START INFORMATION PROVIDED
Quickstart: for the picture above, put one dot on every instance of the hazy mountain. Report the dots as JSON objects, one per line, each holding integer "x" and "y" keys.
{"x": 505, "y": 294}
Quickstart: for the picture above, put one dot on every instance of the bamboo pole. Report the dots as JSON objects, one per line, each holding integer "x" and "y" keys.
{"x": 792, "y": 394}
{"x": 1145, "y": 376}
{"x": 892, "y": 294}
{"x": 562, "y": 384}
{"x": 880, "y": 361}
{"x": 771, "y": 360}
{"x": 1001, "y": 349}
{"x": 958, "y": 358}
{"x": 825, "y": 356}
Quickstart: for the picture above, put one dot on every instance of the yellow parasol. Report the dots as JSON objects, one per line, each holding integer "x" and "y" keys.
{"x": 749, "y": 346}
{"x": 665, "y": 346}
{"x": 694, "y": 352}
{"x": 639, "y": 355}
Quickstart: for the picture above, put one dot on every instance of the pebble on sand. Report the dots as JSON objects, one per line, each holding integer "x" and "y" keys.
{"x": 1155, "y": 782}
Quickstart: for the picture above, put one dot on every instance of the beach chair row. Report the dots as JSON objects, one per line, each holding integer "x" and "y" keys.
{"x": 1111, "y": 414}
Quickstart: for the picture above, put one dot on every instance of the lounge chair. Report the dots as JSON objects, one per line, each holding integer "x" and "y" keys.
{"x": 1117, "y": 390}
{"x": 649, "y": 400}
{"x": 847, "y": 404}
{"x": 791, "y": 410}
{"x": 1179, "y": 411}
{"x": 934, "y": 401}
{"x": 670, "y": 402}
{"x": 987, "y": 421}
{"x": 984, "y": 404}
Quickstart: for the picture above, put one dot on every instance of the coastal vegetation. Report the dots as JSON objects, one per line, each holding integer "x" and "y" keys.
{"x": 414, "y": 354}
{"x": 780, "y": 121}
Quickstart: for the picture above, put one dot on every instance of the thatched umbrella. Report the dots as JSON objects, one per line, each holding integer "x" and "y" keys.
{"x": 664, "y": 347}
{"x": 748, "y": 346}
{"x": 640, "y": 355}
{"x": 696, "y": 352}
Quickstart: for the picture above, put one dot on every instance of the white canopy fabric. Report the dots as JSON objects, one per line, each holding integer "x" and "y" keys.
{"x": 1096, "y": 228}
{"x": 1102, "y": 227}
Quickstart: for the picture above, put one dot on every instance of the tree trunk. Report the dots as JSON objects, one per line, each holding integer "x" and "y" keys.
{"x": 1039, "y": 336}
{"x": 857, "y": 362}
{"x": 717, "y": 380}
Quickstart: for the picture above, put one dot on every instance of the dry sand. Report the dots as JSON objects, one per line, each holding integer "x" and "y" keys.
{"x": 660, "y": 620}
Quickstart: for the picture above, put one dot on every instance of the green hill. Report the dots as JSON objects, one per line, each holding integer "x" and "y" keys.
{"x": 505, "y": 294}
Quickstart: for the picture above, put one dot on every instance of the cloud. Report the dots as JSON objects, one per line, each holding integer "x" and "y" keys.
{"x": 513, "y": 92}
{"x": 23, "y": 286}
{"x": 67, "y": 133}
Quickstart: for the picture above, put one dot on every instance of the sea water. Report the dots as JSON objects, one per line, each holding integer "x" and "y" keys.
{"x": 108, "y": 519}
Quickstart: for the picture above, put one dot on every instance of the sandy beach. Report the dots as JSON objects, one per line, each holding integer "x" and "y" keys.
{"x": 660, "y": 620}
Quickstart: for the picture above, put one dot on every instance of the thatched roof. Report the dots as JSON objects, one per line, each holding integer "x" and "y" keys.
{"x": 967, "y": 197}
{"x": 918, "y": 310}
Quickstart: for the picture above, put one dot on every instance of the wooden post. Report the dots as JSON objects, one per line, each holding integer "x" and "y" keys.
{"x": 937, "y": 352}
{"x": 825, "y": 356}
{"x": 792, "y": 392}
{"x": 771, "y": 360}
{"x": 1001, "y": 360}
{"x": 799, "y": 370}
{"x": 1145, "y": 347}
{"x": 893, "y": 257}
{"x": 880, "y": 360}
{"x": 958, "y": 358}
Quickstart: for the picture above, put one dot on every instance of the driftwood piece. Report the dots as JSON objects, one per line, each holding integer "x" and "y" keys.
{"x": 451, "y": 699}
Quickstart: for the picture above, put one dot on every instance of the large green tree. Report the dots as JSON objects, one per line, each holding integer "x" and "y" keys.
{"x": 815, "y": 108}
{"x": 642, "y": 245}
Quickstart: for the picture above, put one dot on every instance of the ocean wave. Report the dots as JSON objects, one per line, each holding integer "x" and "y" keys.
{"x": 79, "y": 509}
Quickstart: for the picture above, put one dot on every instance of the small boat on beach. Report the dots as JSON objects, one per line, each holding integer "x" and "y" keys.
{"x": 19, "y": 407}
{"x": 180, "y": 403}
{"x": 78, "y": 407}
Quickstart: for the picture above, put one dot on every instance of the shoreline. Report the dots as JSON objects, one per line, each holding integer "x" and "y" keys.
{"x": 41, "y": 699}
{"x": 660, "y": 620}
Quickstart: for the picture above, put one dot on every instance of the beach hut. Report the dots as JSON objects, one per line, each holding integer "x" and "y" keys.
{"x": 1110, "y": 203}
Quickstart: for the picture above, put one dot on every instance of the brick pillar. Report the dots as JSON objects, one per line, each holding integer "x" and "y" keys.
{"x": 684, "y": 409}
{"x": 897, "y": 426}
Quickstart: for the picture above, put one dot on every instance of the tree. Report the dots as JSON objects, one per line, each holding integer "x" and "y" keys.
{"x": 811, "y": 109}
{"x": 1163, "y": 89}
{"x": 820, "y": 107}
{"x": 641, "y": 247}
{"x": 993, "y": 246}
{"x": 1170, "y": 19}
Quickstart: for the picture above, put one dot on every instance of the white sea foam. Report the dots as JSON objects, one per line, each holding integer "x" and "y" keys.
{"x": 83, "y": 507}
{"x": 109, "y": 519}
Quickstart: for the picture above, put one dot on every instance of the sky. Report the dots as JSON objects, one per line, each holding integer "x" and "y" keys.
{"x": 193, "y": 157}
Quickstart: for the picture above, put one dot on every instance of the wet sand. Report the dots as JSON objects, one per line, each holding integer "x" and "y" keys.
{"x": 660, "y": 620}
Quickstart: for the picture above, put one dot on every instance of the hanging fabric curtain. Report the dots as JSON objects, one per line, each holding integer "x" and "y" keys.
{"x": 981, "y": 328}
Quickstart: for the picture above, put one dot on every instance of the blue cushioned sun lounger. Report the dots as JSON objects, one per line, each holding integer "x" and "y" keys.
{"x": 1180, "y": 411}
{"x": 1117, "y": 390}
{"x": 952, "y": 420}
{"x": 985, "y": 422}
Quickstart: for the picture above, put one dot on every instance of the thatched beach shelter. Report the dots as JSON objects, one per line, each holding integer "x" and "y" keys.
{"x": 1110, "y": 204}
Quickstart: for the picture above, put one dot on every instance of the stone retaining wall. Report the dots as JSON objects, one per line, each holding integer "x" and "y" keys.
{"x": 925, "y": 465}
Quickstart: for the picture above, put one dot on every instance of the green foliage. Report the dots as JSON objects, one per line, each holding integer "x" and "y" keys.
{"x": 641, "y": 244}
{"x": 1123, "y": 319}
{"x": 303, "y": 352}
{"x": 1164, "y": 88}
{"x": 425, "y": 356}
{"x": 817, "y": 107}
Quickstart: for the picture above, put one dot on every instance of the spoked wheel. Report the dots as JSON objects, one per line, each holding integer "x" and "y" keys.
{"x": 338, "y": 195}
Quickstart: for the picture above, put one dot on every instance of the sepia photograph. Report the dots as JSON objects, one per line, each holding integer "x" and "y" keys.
END INFORMATION PROVIDED
■ ACTIVITY:
The records must be reproduced in full. Nothing should differ.

■ WRITTEN ANSWER:
Quickstart: for the picture above, put one dot on every instance of the hazy mountain. Report the dots as JSON objects, one per line, each holding integer "x" and "y" keys.
{"x": 505, "y": 294}
Quickstart: for the picture above, put one dot on every instance of the bamboo pole. Report the dots as JSON objects, one per line, each holding integer "x" and "y" keys.
{"x": 792, "y": 394}
{"x": 1145, "y": 376}
{"x": 892, "y": 294}
{"x": 562, "y": 384}
{"x": 880, "y": 361}
{"x": 771, "y": 360}
{"x": 1001, "y": 349}
{"x": 958, "y": 358}
{"x": 825, "y": 356}
Quickstart: for the picture above, put one dot on every instance of the yellow parasol. Report the dots as JSON objects, one per line, each holding integer "x" and "y" keys.
{"x": 749, "y": 346}
{"x": 665, "y": 346}
{"x": 694, "y": 352}
{"x": 639, "y": 355}
Quickstart: for the picture above, put one dot on every instance of the pebble on sand. Report the dots as JSON objects, one per line, each holding integer "x" and "y" keys.
{"x": 1155, "y": 782}
Quickstart: for the picture above, put one dot on every instance of the beach chair row. Report the dots as JSON objects, one per line, each holding integer "x" and "y" keys.
{"x": 1111, "y": 414}
Quickstart: for the picture above, put one dot on every instance of the lounge chair. Report the dots as JSON objects, one per line, each holding integer "x" and "y" keys.
{"x": 1117, "y": 390}
{"x": 649, "y": 400}
{"x": 847, "y": 404}
{"x": 791, "y": 410}
{"x": 1179, "y": 411}
{"x": 934, "y": 401}
{"x": 670, "y": 402}
{"x": 987, "y": 421}
{"x": 984, "y": 404}
Quickstart: for the picture above, put one dot on every instance of the coastal vegetation. Report the dots as JSON objects, one per line, each holding integer "x" and "y" keys.
{"x": 414, "y": 354}
{"x": 780, "y": 121}
Quickstart: for the picture above, put one dot on every instance of the thatched umbrella. Report the dots as JSON objects, one per line, each holding integer "x" and "y" keys.
{"x": 664, "y": 347}
{"x": 748, "y": 346}
{"x": 640, "y": 355}
{"x": 696, "y": 352}
Quickstart: for the picture above, put one dot on every instance of the white canopy fabric. Report the dots as JSON objects, one per line, each holding integer "x" and "y" keys.
{"x": 1096, "y": 228}
{"x": 1102, "y": 227}
Quickstart: for the picture above, put one dot on every instance of the tree trunk. Report the dots as JSON objects, one per line, each holding integer "x" and "y" keys.
{"x": 1039, "y": 336}
{"x": 857, "y": 362}
{"x": 717, "y": 380}
Quickstart: for the picture above, put one dot on every instance of the dry sand. Report the dots as JSON objects, one per line, each holding integer "x" and "y" keys.
{"x": 660, "y": 620}
Quickstart: for the picture above, put one dot on every instance of the green hill. Report the dots as JSON objects, one per line, each holding integer "x" and "y" keys.
{"x": 505, "y": 294}
Quickstart: for the picture above, put one dot on every instance of the cloud. Report the dots as JSON objects, one per line, each holding integer "x" and "y" keys.
{"x": 513, "y": 92}
{"x": 23, "y": 286}
{"x": 67, "y": 133}
Quickstart: for the picture above, put one dot on every instance of the sea water. Report the dots as JSON objects, one per line, each holding integer "x" and "y" keys.
{"x": 108, "y": 519}
Quickstart: for the picture above, put one dot on every instance of the sandy beach. Report the dots as JSON objects, one per line, each holding integer "x" and "y" keys.
{"x": 660, "y": 620}
Quickstart: for the picture above, put one dot on every instance of the thatched roof. Report the dots as JSON objects, one per line, each holding integer "x" and "y" keys.
{"x": 967, "y": 197}
{"x": 918, "y": 310}
Quickstart: for the picture above, put one dot on every instance of the wooden post. Report the dots as JSON objects, one per line, each holding integer "x" and "y" keys.
{"x": 937, "y": 352}
{"x": 825, "y": 356}
{"x": 792, "y": 392}
{"x": 771, "y": 360}
{"x": 1001, "y": 360}
{"x": 799, "y": 370}
{"x": 1145, "y": 347}
{"x": 893, "y": 257}
{"x": 880, "y": 360}
{"x": 958, "y": 358}
Quickstart: for the picture above, put one dot on every instance of the driftwood piece. Report the dots as JSON objects, one per line, each holding integer "x" and "y" keys.
{"x": 451, "y": 699}
Quickstart: for the picture above, put one dot on every instance of the large green tree. Report the dots as JSON objects, one per line, each holding integer "x" and "y" keys.
{"x": 815, "y": 108}
{"x": 642, "y": 245}
Quickstart: for the picture above, put one dot on every instance of the ocean wave. Report the dots as JSON objects, one per line, each holding integer "x" and "y" keys.
{"x": 79, "y": 509}
Quickstart: for the picture above, put one dot on every instance of the small boat on beach. Report the dots as JSON objects, one per line, each holding integer "x" and "y" keys.
{"x": 19, "y": 407}
{"x": 180, "y": 403}
{"x": 78, "y": 407}
Quickstart: for the picture above, put one dot on every instance of the shoreline. Report the dots as JSON objects, one per line, each holding integer "x" and "y" keys.
{"x": 41, "y": 699}
{"x": 660, "y": 620}
Quickstart: for the picture above, put one dot on every instance of the beach hut. Report the dots as JSON objects, one per line, each holding integer "x" and "y" keys.
{"x": 1110, "y": 203}
Quickstart: for the picture above, put one dot on every instance of the brick pillar. Report the dots as JSON objects, one per line, each holding integer "x" and "y" keys.
{"x": 684, "y": 409}
{"x": 897, "y": 426}
Quickstart: for the picture above, put one dot on every instance of the tree. Report the dots as JSON objects, one per line, each holding integer "x" and "y" keys.
{"x": 811, "y": 109}
{"x": 1163, "y": 89}
{"x": 820, "y": 107}
{"x": 641, "y": 247}
{"x": 993, "y": 246}
{"x": 1170, "y": 19}
Quickstart: for the picture above, put one dot on every instance of the white sea foam. Report the dots as JSON objects, one per line, each holding integer "x" and "y" keys.
{"x": 83, "y": 507}
{"x": 109, "y": 519}
Quickstart: for the picture above, put one dot on every instance of the sky. Report the dots as JSON objects, one per line, each holding integer "x" and "y" keys.
{"x": 193, "y": 157}
Quickstart: for the picture above, put one dot on every instance of the wet sand. Report the dots as JSON objects, one per line, each holding integer "x" and "y" keys.
{"x": 660, "y": 620}
Quickstart: for the picture above, put one dot on every instance of the hanging fabric curtain. Report the dots as JSON objects, one per line, each holding integer "x" and "y" keys.
{"x": 981, "y": 328}
Quickstart: for the picture above, put one dot on every instance of the blue cushioned sun lounger. Report the dots as JSON objects, one per line, each holding integer "x" and "y" keys.
{"x": 1180, "y": 411}
{"x": 1117, "y": 390}
{"x": 952, "y": 420}
{"x": 985, "y": 422}
Quickstart: for the picture above, put one dot on every instance of the thatched beach shelter. Report the dots as JSON objects, one per line, each holding integer "x" and "y" keys.
{"x": 1110, "y": 204}
Quickstart: for the picture above, put one dot on every instance of the stone retaining wall. Report the dots as JSON objects, one per line, each holding integer "x" and "y" keys.
{"x": 925, "y": 465}
Quickstart: for the picture above, put one dot on every instance of the green foliage. Report the dots as JSON objects, one per line, each holding integer "x" and "y" keys.
{"x": 641, "y": 244}
{"x": 1123, "y": 319}
{"x": 303, "y": 352}
{"x": 1164, "y": 88}
{"x": 425, "y": 356}
{"x": 817, "y": 107}
Quickstart: for the picture above, put one dot on every instance of the spoked wheel. Report the dots as JSON objects, one per line, each holding integer "x" and "y" keys.
{"x": 338, "y": 195}
Quickstart: for the picture above, put one dot on every instance of the sepia photograph. Report the dots as JSON objects, one per line, each holding integer "x" and "y" keys.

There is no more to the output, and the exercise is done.